• EXERCISE DETAILS:
Return every line below that contains the string "ceiling". Matching is case-sensitive.

::: DATASET RECORDS

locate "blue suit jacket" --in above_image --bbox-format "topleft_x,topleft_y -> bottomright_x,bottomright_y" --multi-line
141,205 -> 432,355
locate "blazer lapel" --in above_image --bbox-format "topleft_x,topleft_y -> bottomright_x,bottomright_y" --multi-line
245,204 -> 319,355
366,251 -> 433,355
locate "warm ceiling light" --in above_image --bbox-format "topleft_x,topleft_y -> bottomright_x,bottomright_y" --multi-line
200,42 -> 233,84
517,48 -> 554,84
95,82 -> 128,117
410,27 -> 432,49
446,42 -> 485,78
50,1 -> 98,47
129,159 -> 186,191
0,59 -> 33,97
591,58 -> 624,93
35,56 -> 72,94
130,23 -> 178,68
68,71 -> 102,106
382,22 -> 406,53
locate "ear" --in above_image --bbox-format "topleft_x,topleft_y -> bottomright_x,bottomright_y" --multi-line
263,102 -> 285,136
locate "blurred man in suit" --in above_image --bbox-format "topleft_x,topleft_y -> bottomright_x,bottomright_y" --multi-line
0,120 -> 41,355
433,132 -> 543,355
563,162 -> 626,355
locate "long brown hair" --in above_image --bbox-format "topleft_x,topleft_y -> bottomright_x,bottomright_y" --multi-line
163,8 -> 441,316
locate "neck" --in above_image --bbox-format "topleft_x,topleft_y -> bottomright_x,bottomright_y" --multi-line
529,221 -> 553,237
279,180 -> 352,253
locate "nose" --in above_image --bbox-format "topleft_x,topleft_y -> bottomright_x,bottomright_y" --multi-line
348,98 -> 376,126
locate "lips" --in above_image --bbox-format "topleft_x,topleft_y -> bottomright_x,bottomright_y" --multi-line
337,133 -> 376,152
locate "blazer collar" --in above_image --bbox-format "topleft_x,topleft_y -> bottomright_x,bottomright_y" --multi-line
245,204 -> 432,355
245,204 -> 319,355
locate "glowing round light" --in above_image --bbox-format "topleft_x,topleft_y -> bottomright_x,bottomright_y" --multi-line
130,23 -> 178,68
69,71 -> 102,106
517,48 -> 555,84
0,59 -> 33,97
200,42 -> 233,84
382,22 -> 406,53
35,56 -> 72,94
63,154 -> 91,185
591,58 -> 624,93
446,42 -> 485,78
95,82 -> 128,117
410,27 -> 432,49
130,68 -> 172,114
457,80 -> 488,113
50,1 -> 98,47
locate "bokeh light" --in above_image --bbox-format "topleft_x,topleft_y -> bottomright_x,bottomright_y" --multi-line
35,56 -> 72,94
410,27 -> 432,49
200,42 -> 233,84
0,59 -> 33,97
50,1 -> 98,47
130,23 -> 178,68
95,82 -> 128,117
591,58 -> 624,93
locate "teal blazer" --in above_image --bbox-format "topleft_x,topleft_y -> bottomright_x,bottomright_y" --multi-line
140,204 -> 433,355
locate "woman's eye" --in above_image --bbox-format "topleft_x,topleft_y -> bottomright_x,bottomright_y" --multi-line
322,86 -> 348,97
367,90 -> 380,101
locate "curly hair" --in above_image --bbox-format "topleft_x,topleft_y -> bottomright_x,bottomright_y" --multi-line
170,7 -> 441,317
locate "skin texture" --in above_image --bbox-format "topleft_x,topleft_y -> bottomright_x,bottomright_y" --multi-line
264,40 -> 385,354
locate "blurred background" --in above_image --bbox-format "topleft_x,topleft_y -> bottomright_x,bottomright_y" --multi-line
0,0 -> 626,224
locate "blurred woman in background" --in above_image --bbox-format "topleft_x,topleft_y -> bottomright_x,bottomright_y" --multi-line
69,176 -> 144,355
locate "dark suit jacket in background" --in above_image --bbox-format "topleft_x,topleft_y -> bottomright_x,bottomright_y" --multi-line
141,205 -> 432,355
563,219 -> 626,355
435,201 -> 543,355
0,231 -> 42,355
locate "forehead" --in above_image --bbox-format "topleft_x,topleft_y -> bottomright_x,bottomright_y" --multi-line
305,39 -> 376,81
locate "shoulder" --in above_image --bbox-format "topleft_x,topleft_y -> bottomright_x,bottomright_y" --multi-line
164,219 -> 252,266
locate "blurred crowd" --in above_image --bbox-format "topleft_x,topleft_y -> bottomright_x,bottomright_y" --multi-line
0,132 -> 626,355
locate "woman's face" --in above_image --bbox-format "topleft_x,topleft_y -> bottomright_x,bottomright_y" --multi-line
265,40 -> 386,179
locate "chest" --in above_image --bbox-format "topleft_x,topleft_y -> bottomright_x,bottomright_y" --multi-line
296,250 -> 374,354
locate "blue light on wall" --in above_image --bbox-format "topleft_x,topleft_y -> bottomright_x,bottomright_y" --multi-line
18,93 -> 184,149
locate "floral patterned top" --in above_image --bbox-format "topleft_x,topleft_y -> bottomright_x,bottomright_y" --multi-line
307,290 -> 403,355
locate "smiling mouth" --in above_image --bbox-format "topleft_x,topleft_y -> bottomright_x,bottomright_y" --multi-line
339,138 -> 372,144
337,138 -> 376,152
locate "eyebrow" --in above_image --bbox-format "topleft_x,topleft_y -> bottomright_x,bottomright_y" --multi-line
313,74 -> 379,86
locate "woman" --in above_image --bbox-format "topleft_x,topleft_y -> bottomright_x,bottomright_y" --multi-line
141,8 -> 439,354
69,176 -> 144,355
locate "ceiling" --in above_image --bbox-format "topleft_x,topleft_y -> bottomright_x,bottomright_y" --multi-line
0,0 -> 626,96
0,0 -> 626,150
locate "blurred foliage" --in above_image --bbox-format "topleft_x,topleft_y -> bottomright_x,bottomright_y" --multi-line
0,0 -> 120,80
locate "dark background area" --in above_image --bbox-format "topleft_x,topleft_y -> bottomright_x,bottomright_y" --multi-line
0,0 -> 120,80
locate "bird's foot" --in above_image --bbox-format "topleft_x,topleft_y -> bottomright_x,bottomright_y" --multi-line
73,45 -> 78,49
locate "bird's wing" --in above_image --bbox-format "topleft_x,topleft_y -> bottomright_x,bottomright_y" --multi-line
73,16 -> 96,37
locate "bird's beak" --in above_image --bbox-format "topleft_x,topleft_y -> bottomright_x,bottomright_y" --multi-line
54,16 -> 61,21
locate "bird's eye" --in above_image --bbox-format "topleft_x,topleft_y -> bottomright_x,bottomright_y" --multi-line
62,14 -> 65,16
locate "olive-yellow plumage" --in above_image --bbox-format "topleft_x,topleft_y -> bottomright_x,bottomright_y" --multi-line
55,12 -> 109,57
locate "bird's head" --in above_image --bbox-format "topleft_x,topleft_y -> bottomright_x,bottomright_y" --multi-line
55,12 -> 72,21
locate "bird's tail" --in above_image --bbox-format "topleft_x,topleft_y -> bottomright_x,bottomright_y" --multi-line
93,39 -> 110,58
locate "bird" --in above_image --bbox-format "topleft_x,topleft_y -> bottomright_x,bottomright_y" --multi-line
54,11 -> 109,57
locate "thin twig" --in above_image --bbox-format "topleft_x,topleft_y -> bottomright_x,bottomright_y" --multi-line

::::::

• ANSWER FOR THE TASK:
locate "warm ceiling light" --in above_image --bbox-format "topleft_x,topleft_y -> bottomright_x,bottomright_y" --multi-line
locate "ceiling" --in above_image --bbox-format "topleft_x,topleft_y -> bottomright_x,bottomright_y" --multi-line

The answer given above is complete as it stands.